- **Task brief**
First find the line with "Target: bare tree" in the entries below, then set down exactly every line through the line with "Where can the white rock", that line included.

- - -

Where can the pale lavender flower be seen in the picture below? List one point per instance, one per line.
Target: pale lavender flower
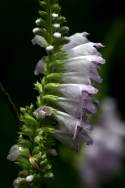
(73, 92)
(103, 159)
(42, 112)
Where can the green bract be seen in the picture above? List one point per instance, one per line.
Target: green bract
(65, 97)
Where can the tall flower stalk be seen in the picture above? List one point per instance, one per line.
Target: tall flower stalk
(66, 97)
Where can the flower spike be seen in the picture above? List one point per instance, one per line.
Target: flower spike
(66, 96)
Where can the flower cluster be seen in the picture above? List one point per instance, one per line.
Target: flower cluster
(70, 87)
(66, 96)
(103, 159)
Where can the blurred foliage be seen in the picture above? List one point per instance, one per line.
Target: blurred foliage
(105, 20)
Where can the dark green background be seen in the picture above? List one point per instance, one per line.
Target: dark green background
(104, 19)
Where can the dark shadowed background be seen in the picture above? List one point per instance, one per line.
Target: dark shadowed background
(104, 19)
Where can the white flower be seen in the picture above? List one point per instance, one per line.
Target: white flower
(30, 178)
(57, 35)
(76, 107)
(83, 50)
(76, 39)
(75, 91)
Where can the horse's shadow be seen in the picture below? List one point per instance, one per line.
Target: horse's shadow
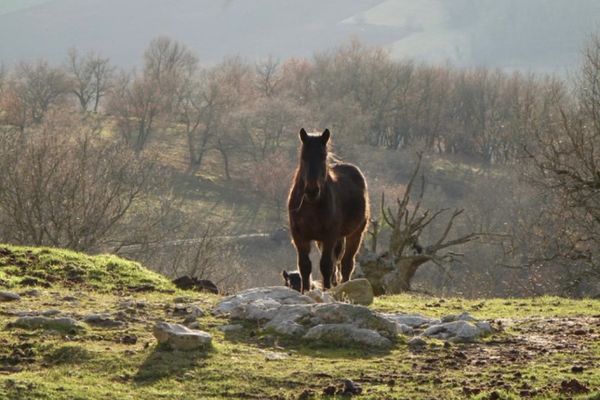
(163, 363)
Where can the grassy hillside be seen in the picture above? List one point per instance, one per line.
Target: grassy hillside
(539, 342)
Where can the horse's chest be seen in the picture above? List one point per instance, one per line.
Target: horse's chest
(311, 227)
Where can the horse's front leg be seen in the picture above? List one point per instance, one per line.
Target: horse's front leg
(327, 263)
(304, 264)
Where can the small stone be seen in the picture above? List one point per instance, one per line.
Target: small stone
(230, 328)
(411, 320)
(38, 322)
(180, 337)
(417, 343)
(103, 321)
(50, 313)
(129, 339)
(9, 296)
(194, 325)
(187, 309)
(351, 388)
(347, 334)
(405, 329)
(320, 297)
(356, 291)
(275, 356)
(329, 390)
(465, 316)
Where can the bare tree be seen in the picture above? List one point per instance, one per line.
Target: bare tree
(268, 76)
(91, 77)
(140, 102)
(39, 86)
(64, 186)
(392, 271)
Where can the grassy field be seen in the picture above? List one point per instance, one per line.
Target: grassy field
(533, 354)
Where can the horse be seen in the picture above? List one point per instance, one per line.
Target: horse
(293, 280)
(327, 203)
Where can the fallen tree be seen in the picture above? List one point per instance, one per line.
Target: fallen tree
(392, 270)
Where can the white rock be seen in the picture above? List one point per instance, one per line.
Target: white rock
(455, 331)
(320, 297)
(180, 337)
(356, 291)
(412, 320)
(347, 334)
(9, 296)
(230, 328)
(405, 329)
(278, 294)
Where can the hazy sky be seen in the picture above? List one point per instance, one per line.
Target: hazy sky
(530, 35)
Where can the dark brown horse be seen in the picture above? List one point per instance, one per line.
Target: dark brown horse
(327, 204)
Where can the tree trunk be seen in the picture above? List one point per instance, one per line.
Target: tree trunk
(388, 276)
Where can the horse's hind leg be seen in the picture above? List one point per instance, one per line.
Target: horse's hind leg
(338, 252)
(304, 264)
(352, 245)
(327, 263)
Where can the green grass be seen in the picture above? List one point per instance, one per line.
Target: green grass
(96, 364)
(48, 267)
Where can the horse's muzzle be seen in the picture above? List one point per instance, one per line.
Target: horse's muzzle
(312, 194)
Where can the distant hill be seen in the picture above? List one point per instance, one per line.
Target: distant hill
(536, 35)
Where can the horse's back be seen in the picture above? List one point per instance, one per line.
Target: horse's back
(348, 174)
(351, 194)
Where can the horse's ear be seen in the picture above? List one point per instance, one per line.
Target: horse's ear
(303, 135)
(325, 136)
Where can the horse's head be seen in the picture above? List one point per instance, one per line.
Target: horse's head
(313, 164)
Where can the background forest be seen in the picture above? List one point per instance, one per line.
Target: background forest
(186, 166)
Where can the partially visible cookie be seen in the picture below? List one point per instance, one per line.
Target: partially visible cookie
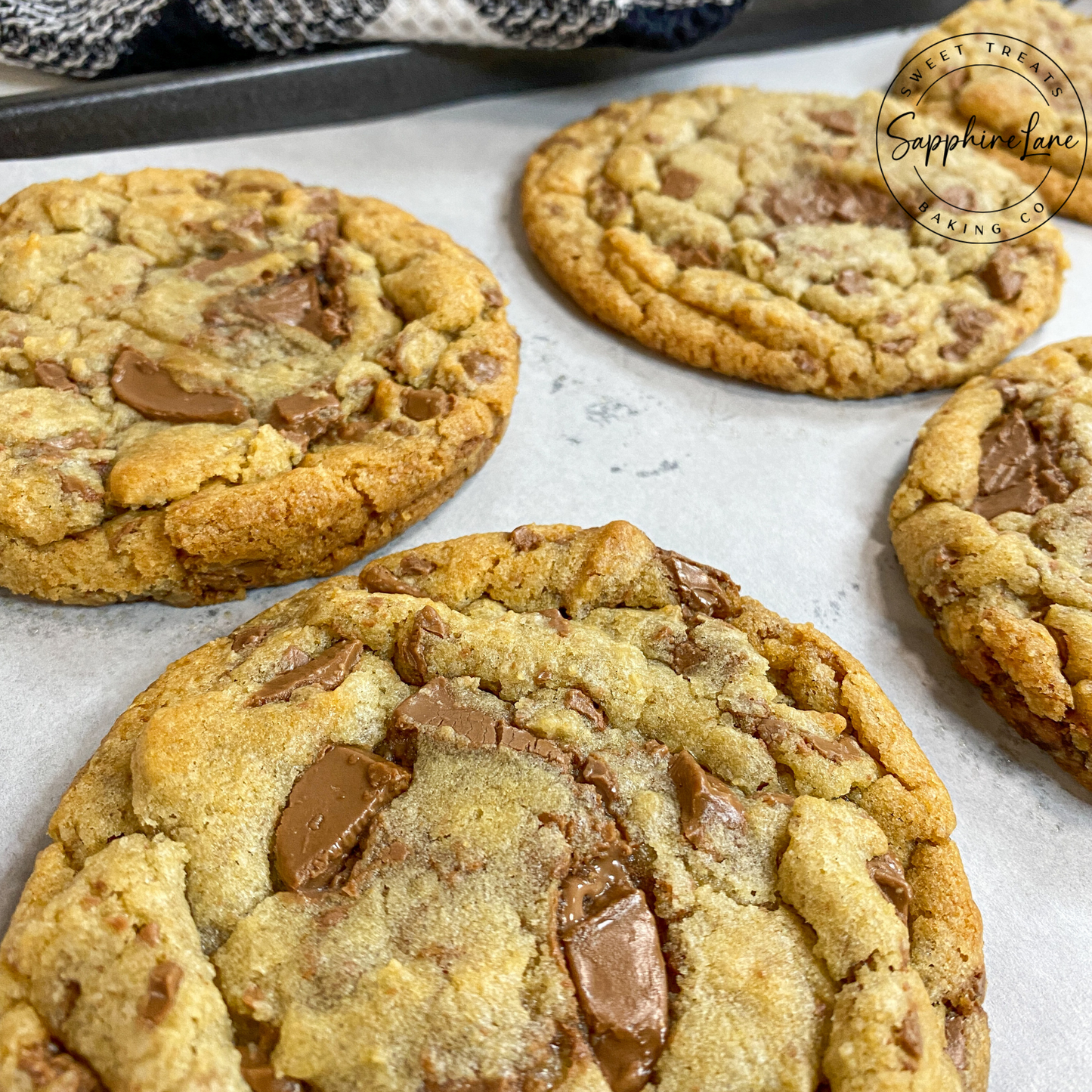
(993, 527)
(753, 233)
(543, 810)
(212, 382)
(1001, 103)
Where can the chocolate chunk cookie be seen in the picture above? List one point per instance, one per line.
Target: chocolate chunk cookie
(993, 527)
(751, 233)
(974, 85)
(530, 812)
(216, 382)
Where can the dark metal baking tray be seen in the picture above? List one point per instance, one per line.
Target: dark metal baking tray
(377, 81)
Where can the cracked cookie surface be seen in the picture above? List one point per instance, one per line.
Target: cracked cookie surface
(991, 527)
(751, 233)
(216, 382)
(1003, 105)
(515, 812)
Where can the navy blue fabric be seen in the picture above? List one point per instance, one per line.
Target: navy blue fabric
(657, 29)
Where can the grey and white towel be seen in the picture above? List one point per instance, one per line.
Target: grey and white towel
(93, 37)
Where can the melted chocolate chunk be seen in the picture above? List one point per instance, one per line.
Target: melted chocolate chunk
(425, 405)
(409, 651)
(686, 657)
(328, 670)
(679, 184)
(852, 283)
(414, 565)
(837, 122)
(888, 876)
(378, 578)
(1018, 471)
(704, 800)
(46, 1064)
(51, 373)
(702, 589)
(203, 270)
(618, 970)
(969, 323)
(524, 539)
(306, 416)
(438, 704)
(601, 778)
(580, 702)
(163, 983)
(481, 367)
(141, 383)
(1003, 282)
(330, 805)
(824, 201)
(908, 1038)
(250, 636)
(557, 621)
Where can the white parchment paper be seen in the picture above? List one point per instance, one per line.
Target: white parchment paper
(787, 493)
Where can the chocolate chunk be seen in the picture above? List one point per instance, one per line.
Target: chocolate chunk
(424, 405)
(838, 122)
(557, 621)
(593, 887)
(1001, 281)
(438, 704)
(621, 984)
(704, 800)
(834, 748)
(414, 565)
(701, 588)
(203, 270)
(956, 1038)
(969, 323)
(852, 283)
(330, 805)
(481, 367)
(606, 203)
(601, 778)
(900, 348)
(378, 578)
(163, 983)
(51, 373)
(580, 702)
(687, 257)
(888, 875)
(1018, 471)
(250, 636)
(49, 1067)
(306, 415)
(686, 657)
(824, 201)
(524, 539)
(679, 184)
(83, 490)
(292, 301)
(328, 670)
(152, 391)
(409, 651)
(908, 1038)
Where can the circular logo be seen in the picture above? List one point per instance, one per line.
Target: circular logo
(974, 93)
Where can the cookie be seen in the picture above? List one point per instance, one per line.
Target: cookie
(751, 233)
(1001, 104)
(212, 382)
(549, 809)
(991, 525)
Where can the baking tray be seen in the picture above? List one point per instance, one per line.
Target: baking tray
(352, 84)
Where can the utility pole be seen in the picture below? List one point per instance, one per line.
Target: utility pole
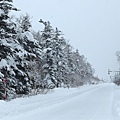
(115, 72)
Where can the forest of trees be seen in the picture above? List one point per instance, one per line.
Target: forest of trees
(34, 62)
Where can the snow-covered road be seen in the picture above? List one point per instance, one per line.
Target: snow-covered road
(85, 103)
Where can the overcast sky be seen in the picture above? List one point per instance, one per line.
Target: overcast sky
(92, 26)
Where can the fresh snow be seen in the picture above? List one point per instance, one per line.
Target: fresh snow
(95, 102)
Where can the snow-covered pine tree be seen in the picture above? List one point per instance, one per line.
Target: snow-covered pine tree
(7, 42)
(31, 51)
(48, 54)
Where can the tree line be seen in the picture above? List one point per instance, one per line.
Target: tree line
(34, 62)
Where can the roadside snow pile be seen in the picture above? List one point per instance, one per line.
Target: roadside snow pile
(20, 108)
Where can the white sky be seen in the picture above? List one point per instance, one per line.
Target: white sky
(92, 26)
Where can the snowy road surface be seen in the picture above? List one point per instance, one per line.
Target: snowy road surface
(85, 103)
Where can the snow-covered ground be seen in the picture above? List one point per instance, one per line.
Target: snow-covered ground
(96, 102)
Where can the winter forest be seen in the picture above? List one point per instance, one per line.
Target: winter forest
(33, 62)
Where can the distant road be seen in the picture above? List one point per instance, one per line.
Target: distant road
(92, 103)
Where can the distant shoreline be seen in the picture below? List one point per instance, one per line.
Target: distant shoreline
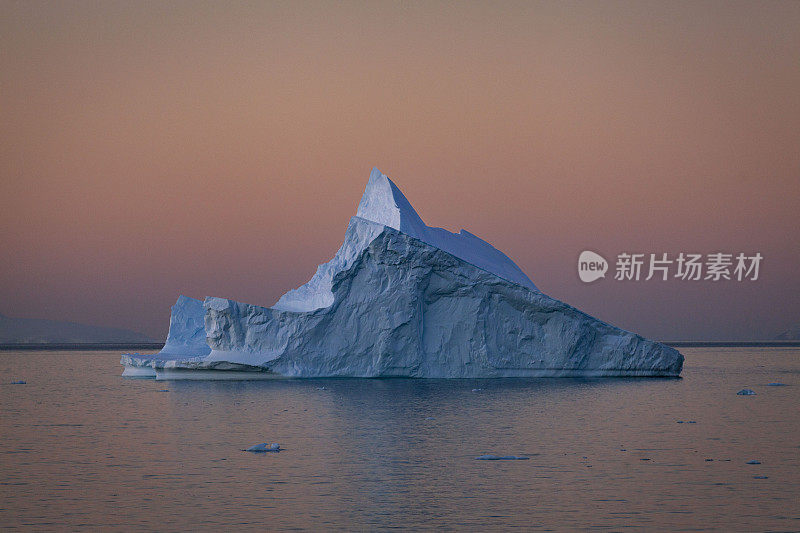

- - -

- **Expected answer**
Target: bare tree
(268, 76)
(91, 77)
(140, 102)
(39, 86)
(64, 186)
(392, 271)
Where can the grassy field be seen in the picture above? List one point per instance, one per line.
Target: grassy field
(533, 354)
Where can the horse be seen in the picture above? List one point per instance, one per line.
Target: horse
(293, 280)
(327, 203)
Where can the fallen tree be seen in the picture above? List one point per instance, one per line.
Target: fallen tree
(392, 270)
Where can the white rock be seen in the picture above? List one point per instance, one per line.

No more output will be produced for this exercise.